- [Task details]: Can you print every record below exactly as written?

(Records excerpted from a collection)
⟨

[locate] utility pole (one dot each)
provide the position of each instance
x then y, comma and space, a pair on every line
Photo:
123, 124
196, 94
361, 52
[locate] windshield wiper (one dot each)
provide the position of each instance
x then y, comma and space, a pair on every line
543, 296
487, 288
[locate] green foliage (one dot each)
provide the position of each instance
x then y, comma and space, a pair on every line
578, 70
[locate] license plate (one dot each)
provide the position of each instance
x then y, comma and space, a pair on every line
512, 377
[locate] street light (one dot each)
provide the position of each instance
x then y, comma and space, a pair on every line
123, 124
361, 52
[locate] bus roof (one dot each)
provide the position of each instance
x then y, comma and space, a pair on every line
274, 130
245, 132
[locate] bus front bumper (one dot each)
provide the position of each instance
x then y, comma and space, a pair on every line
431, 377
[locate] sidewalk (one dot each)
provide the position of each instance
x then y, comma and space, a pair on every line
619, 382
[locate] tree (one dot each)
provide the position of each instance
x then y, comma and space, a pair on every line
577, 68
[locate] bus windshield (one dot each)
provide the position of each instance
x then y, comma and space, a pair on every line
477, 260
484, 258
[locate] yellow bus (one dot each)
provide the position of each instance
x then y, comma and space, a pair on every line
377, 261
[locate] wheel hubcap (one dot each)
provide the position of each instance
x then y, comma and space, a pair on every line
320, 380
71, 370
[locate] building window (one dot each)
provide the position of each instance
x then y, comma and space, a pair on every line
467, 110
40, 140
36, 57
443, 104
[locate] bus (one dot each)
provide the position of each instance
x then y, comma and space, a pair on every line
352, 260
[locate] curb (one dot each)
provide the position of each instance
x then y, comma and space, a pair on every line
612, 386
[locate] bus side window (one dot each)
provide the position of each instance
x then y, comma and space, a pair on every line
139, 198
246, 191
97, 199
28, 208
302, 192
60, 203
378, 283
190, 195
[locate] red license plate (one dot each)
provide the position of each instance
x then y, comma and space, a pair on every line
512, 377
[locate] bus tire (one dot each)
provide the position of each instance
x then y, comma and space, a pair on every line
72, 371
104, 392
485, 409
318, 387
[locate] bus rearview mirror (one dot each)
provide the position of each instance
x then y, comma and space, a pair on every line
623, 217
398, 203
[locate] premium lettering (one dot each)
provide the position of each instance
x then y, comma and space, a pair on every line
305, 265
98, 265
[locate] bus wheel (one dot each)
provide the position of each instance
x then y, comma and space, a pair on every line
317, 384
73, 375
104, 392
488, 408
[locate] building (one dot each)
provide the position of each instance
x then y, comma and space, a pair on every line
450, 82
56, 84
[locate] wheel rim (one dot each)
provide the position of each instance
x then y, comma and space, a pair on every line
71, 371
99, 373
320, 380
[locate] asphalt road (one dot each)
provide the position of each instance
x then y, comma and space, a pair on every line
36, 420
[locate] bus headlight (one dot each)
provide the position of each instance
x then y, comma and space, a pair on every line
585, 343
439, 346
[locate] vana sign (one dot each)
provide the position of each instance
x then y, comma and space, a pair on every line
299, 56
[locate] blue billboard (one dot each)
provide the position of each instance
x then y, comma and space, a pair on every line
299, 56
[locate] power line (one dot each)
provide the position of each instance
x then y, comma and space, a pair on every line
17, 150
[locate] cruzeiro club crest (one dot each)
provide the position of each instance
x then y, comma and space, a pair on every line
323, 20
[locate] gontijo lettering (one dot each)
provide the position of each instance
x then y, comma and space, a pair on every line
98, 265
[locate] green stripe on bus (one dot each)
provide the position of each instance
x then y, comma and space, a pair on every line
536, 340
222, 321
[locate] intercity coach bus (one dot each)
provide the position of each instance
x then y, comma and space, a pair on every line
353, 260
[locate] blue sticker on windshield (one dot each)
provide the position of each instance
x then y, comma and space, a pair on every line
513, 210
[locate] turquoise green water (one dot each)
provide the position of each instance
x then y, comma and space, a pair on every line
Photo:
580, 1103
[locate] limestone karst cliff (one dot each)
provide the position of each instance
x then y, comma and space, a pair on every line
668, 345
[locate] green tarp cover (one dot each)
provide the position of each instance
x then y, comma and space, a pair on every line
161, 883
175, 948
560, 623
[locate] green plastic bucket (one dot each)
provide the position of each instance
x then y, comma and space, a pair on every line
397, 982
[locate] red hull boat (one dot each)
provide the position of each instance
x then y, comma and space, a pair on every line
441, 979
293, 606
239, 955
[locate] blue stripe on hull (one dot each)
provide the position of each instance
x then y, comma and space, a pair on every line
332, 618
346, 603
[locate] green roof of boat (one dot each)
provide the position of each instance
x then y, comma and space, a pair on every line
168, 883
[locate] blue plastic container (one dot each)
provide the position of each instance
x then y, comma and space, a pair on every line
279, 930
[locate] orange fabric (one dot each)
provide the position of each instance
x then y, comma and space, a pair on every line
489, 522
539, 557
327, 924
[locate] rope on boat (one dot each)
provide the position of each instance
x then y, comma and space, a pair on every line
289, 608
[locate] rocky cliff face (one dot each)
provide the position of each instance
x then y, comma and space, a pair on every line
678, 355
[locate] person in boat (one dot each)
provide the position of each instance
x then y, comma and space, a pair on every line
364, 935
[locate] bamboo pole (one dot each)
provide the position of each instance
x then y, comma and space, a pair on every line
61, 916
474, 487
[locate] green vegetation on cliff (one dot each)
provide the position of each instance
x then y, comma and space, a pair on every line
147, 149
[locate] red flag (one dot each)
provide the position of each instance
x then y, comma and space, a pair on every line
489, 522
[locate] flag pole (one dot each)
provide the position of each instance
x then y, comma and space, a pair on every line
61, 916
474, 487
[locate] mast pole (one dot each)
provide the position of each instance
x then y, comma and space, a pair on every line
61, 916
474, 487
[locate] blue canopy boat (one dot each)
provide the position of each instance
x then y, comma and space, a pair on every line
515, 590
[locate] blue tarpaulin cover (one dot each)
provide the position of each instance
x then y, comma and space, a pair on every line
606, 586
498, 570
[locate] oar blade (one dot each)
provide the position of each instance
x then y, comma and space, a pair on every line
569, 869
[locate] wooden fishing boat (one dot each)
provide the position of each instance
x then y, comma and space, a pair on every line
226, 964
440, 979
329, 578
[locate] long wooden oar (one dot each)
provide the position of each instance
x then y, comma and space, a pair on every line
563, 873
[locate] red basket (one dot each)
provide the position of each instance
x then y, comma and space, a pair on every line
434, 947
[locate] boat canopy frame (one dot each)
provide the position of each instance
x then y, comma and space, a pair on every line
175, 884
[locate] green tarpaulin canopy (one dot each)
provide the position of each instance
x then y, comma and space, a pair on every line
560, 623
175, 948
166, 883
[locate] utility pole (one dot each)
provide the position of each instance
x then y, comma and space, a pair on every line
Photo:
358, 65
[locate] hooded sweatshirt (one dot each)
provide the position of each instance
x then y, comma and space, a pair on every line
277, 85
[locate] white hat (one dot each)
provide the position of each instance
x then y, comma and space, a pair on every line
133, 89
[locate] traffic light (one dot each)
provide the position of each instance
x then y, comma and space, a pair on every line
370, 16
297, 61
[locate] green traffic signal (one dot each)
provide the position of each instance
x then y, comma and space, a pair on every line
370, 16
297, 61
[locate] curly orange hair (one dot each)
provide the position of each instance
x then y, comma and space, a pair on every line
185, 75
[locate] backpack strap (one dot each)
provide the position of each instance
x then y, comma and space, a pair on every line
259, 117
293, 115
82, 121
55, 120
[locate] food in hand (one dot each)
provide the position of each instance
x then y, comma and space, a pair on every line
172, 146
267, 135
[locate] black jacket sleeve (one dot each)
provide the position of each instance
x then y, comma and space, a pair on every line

⟩

- [The reply]:
[locate] utility pole (one dot each)
provide the position of each instance
x then y, comma and space, a pair on every line
Photo:
123, 124
196, 94
361, 52
[locate] windshield wiper (one dot each)
provide the position of each instance
x then y, comma and space, a pair on every line
543, 296
487, 288
[locate] green foliage (one dot each)
provide the position of each instance
x then y, comma and space, a pair on every line
578, 70
[locate] license plate (one dot each)
provide the position of each instance
x then y, comma and space, a pair on every line
512, 377
[locate] street light (one dot each)
provide the position of each instance
x then y, comma and space, a pair on every line
123, 124
361, 52
[locate] bus roof (one dot each)
provide the position of each instance
x then y, comma and space, a pair on every line
274, 130
245, 132
[locate] bus front bumper (one dot each)
provide the position of each instance
x then y, comma and space, a pair on every line
431, 377
[locate] sidewalk (one dot each)
provide the position of each instance
x then y, comma and space, a pair on every line
619, 382
[locate] tree (one dot each)
provide the position of each instance
x then y, comma and space, a pair on every line
577, 68
[locate] bus windshield (one dot each)
provide the position of each instance
x then y, comma and space, a pair on every line
477, 260
484, 258
[locate] yellow bus (one dot each)
provide the position of each instance
x then y, comma and space, a pair on every line
377, 261
[locate] wheel hubcap (one dot each)
provide the position of each instance
x then y, comma and space, a pair on every line
320, 380
71, 370
[locate] building window (one dot each)
provide the position of each instance
x then y, comma and space, a pair on every line
467, 110
40, 140
36, 57
443, 104
[locate] bus (one dot each)
provide the position of each instance
x then y, comma and space, a pair on every line
352, 260
[locate] curb (one dot each)
provide the position of each instance
x then y, comma and space, a pair on every line
612, 386
[locate] bus side window (one dot each)
provide the position of each instance
x then y, comma and space, a pair on every line
139, 198
246, 191
97, 199
28, 208
302, 192
60, 203
378, 283
190, 195
[locate] red license plate (one dot each)
provide the position of each instance
x then y, comma and space, a pair on every line
512, 377
[locate] bus tire (one dot each)
provide the position of each instance
x then y, comma and space, a pair on every line
72, 371
104, 392
485, 409
318, 387
[locate] bus rearview mirror (one dot each)
provide the position of each instance
x then y, comma and space, a pair on every line
623, 217
398, 203
[locate] premium lettering (one dot each)
provide the position of each instance
x then y, comma and space, a pair on every line
305, 265
98, 265
[locate] bus wheel (one dot each)
provide the position of each instance
x then y, comma and space, a pair on every line
317, 384
73, 375
104, 392
488, 408
[locate] building (one dot each)
provide the position of each instance
x then y, comma and space, a pair on every line
450, 82
56, 84
[locate] wheel rim (one dot each)
provide the position of each instance
x then y, comma and space, a pair on every line
71, 371
99, 373
320, 380
[locate] asphalt road (one dot each)
provide the position of each instance
x then y, comma and space, a pair on every line
36, 420
[locate] bus headlight (one dot each)
provide the position of each instance
x then y, comma and space, a pair on every line
585, 343
439, 346
[locate] vana sign (one dot each)
provide the position of each instance
x then y, comma and space, a pair on every line
299, 56
[locate] blue billboard (one dot each)
provide the position of each instance
x then y, comma and space, a pair on every line
299, 56
[locate] power line (one dot each)
provide the position of each instance
x then y, comma and space, a pair on every line
17, 150
[locate] cruzeiro club crest (one dot each)
provide the position of each instance
x then y, comma and space, a pair on every line
323, 20
[locate] gontijo lettering (one dot each)
provide the position of each instance
x then y, comma and space, a pair on every line
98, 265
[locate] green stripe on bus (one dot each)
provide the position of each instance
x then y, comma and space, a pair on every line
536, 340
222, 321
[locate] intercity coach bus (one dot each)
provide the position of each instance
x then y, comma and space, a pair on every line
353, 260
[locate] blue sticker on windshield (one dot each)
provide the position of each instance
x then y, comma and space, a pair on every line
513, 210
[locate] turquoise green water (one dot each)
provide the position of each instance
x then y, comma and space, a pair on every line
Photo:
580, 1103
[locate] limestone karst cliff (one dot each)
provide the position of each instance
x then y, comma and space, a pair on every line
668, 345
[locate] green tarp cover (one dot each)
provide the position of each instance
x then y, comma and space, a pair on every line
161, 883
175, 948
560, 623
[locate] green plastic bucket (one dot each)
provide the position of each instance
x then y, comma and space, a pair on every line
397, 982
[locate] red hull boat (one dot each)
provide the position of each instance
x then y, comma and space, a pair on every line
441, 979
293, 606
239, 955
[locate] blue stripe on hull (one dot each)
provide the position of each instance
x then y, comma and space, a pair on every line
332, 618
346, 603
[locate] green roof of boat (one dot each)
provide the position of each instance
x then y, comma and space, a pair on every line
168, 883
[locate] blue plastic container (one dot each)
provide the position of each instance
x then y, comma and space, a pair on every line
279, 930
[locate] orange fabric (one dot each)
provide the position of each instance
x then y, comma and space, a pair on every line
489, 522
539, 557
327, 924
[locate] rope on boat (one dot each)
provide the position of each instance
x then y, comma and space, a pair on every line
289, 608
[locate] rocky cliff face (one dot each)
provide the position of each instance
x then y, comma and space, a pair on every line
678, 355
[locate] person in boat (one dot each)
provide the position of each instance
x then y, comma and space, a pair on every line
364, 935
[locate] bamboo pole (one dot each)
provide the position of each instance
x then y, comma and space, a pair on every line
61, 916
474, 487
[locate] green vegetation on cliff (one dot each)
provide the position of each instance
x then y, comma and space, a pair on every line
147, 149
[locate] red flag (one dot each)
provide the position of each instance
x then y, comma and space, a pair on every line
489, 522
[locate] flag pole (one dot each)
provide the position of each instance
x then y, comma and space, a pair on every line
61, 916
474, 487
[locate] mast pole (one dot each)
provide the position of each instance
x then y, comma and space, a pair on every line
61, 916
474, 487
[locate] blue canopy boat (one dot each)
provide the position of each instance
x then y, comma and space, a pair on every line
515, 590
[locate] blue tarpaulin cover (one dot each)
provide the position of each instance
x then y, comma and space, a pair on every line
606, 586
498, 570
[locate] oar blade (one dot each)
provide the position of each instance
x then y, comma and space, a pair on every line
569, 869
[locate] wooden fishing boat (one dot each)
provide the position of each instance
x then y, comma and space, a pair on every line
226, 964
440, 979
329, 578
[locate] long wooden oar (one dot each)
provide the position of each instance
x then y, comma and space, a pair on every line
563, 873
[locate] red basket (one dot each)
provide the position of each instance
x then y, comma and space, a pair on every line
434, 947
[locate] boat canopy frame (one dot each)
provide the position of each instance
x then y, comma and space, a pair on every line
175, 884
[locate] green tarpaulin canopy (one dot each)
provide the position of each instance
x then y, comma and space, a pair on every line
560, 623
175, 948
166, 883
[locate] utility pole (one dot each)
provide the position of each instance
x then y, comma and space, a pair on every line
Photo:
358, 65
[locate] hooded sweatshirt (one dot each)
provide the position of each instance
x then y, comma and space, a pair on every line
277, 85
[locate] white hat (one dot each)
provide the position of each instance
x then y, comma and space, a pair on every line
133, 89
[locate] traffic light (one dot each)
provide the position of each instance
x then y, comma and space, a pair on every line
370, 16
297, 61
[locate] green traffic signal (one dot each)
provide the position of each instance
x then y, comma and space, a pair on every line
370, 16
297, 61
[locate] curly orange hair (one dot each)
provide the position of each instance
x then y, comma and space, a pair on every line
185, 75
[locate] backpack strap (one dot each)
provide the position of each instance
x then y, comma and space, a pair on every line
259, 117
293, 115
82, 121
55, 120
[locate] food in hand (one dot each)
provide the position of each instance
x then y, comma and space, a pair on every line
172, 146
267, 135
[locate] black jacket sleeve (one dot each)
provide the position of each instance
x then y, comma and space, a pair on every line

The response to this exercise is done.